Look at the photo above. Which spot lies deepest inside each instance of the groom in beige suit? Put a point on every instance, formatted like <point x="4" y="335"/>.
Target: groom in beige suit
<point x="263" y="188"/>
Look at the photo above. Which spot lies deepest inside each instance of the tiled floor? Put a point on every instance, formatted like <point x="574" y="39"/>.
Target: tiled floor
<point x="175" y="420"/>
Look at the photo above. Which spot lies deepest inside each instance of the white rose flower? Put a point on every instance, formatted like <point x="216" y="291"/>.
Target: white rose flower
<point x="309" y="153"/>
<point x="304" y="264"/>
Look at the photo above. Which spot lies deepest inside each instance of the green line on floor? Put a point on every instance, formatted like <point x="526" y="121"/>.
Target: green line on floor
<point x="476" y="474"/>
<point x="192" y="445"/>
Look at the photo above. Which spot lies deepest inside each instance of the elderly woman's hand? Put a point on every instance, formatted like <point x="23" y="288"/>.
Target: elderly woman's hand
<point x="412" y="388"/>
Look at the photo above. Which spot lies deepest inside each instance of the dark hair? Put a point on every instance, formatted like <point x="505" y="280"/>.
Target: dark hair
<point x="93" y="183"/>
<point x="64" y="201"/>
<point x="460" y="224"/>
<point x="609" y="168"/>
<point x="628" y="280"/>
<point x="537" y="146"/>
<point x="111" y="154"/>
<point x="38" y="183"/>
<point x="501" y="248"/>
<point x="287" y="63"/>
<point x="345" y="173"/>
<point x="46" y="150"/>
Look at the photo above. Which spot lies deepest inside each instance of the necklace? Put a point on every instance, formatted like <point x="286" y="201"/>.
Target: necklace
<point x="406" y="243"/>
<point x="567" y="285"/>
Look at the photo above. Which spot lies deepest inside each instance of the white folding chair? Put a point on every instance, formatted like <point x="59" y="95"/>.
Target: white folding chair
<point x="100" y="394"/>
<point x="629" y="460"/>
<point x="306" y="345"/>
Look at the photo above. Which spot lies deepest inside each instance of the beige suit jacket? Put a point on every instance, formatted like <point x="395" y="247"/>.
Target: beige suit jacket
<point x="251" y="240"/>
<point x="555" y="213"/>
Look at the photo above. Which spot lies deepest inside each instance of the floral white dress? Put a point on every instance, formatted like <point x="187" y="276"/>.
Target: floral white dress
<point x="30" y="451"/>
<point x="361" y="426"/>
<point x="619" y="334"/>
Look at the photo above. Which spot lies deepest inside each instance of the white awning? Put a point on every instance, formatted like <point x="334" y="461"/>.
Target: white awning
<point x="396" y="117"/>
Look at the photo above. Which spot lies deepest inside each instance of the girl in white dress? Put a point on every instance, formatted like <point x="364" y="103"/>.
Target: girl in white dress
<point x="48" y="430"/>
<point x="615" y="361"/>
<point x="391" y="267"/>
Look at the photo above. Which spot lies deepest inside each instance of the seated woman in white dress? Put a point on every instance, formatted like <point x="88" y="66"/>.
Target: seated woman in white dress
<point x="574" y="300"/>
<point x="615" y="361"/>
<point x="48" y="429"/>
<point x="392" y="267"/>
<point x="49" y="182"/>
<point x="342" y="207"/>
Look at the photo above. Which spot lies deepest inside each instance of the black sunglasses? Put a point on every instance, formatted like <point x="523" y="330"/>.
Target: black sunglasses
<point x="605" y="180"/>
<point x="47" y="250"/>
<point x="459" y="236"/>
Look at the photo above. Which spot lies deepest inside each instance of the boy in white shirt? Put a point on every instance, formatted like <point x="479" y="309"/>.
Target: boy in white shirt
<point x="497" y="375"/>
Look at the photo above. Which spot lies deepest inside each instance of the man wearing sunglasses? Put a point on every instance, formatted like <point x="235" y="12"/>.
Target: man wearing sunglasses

◇ ◇ ◇ ◇

Please repeat the data above, renaming "Target" to "Object" everywhere it appears and leaving everything else unchanged.

Look at the photo above. Which spot lies deepest inside each instance of the groom in beige suit? Put a point on every instance, formatted like <point x="4" y="335"/>.
Object: groom in beige suit
<point x="263" y="188"/>
Look at the photo above. Which spot lies deepest inside each instance of the tiled floor? Put a point on every instance, formatted like <point x="574" y="39"/>.
Object: tiled floor
<point x="175" y="420"/>
Look at the photo above. Which spot lies deepest inside each instance of the white rose flower? Put a point on every instance, formatted like <point x="216" y="291"/>.
Object: white rose flower
<point x="309" y="153"/>
<point x="304" y="264"/>
Look at the photo above. Which spot lies deepest inside each instance of the green line on floor? Put a point on every instance, formatted like <point x="526" y="121"/>.
Object: green line on floor
<point x="476" y="474"/>
<point x="192" y="445"/>
Look at the photo above. Which spot lies deepest inside each instance of the elderly woman's hand? Put a point on every instance, formatted like <point x="23" y="288"/>.
Object: elderly woman's hand
<point x="412" y="388"/>
Look at the photo above. Which spot lies deepest inside each instance of the dark hair? Put a point on every instance, formatted like <point x="505" y="280"/>.
Object: dark hair
<point x="93" y="183"/>
<point x="64" y="201"/>
<point x="460" y="224"/>
<point x="609" y="168"/>
<point x="628" y="280"/>
<point x="537" y="146"/>
<point x="111" y="154"/>
<point x="38" y="183"/>
<point x="501" y="248"/>
<point x="287" y="63"/>
<point x="345" y="173"/>
<point x="46" y="150"/>
Look at the photo above. Which spot lies deepest inside each instance of the necklace? Put a point on every instance, formatted like <point x="286" y="201"/>.
Object: necklace
<point x="406" y="243"/>
<point x="567" y="285"/>
Look at the photo above. Which spot lies deepest inside each instance of the white folding chair? Put a point on every instance, formatted like <point x="59" y="95"/>.
Object: white folding chair
<point x="100" y="394"/>
<point x="629" y="460"/>
<point x="306" y="345"/>
Look at the photo above. Which spot lies deepest inside each instance of the beige suit jacket? Put a point on every instance, formatted like <point x="395" y="247"/>.
Object: beige suit jacket
<point x="251" y="240"/>
<point x="555" y="213"/>
Look at the photo above. Which spot lies deepest inside each instance of the floral white dress? Put a point on every instance, formatted like <point x="187" y="276"/>.
Object: floral white dress
<point x="30" y="451"/>
<point x="361" y="426"/>
<point x="619" y="334"/>
Look at the photo above. Which spot lies deepest inside each instance of the white awning? Put a point on every instance, formatted like <point x="334" y="461"/>.
Object: white awning
<point x="396" y="117"/>
Look at the photo above. Which spot lies deepest inside each instance of the girl in white dress? Put a point on every instance, formatted like <point x="364" y="103"/>.
Object: girl in white dress
<point x="48" y="430"/>
<point x="615" y="361"/>
<point x="391" y="267"/>
Look at the photo above. Which spot lies deepest inside each instance of the seated woman in white dress? Put a point on every instance, formatted like <point x="88" y="66"/>.
Object: seated woman in white dress
<point x="574" y="300"/>
<point x="615" y="361"/>
<point x="48" y="429"/>
<point x="392" y="267"/>
<point x="49" y="182"/>
<point x="342" y="207"/>
Look at the photo above. Which spot lies deepest inside each instance of the black sunglasses? Put a point on every instance, formatted like <point x="523" y="330"/>.
Object: black sunglasses
<point x="605" y="180"/>
<point x="47" y="250"/>
<point x="459" y="236"/>
Look at the photo above. Which spot lies deepest inside each instance of the boy in white shirt? Put a point on every instance, formatted like <point x="479" y="309"/>.
Object: boy in white shirt
<point x="497" y="375"/>
Look at the photo above. Which spot lies deepest inside each instance of the man wearing sunglasses? Put a point on every instance, formatted like <point x="235" y="12"/>.
Object: man wearing sunglasses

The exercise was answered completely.